Reply with one number: the count of lines in the listing that contain the string "Guideline".
*** Begin section ***
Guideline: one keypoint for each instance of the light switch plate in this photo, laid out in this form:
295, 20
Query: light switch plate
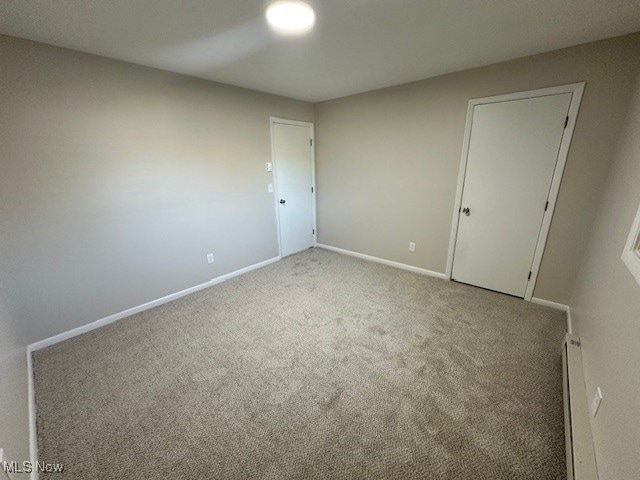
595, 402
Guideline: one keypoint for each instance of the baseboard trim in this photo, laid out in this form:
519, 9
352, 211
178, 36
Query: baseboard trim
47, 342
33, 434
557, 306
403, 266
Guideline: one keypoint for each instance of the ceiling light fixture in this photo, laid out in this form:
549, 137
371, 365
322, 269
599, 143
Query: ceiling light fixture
*** End section ***
### YOUR RESPONSE
3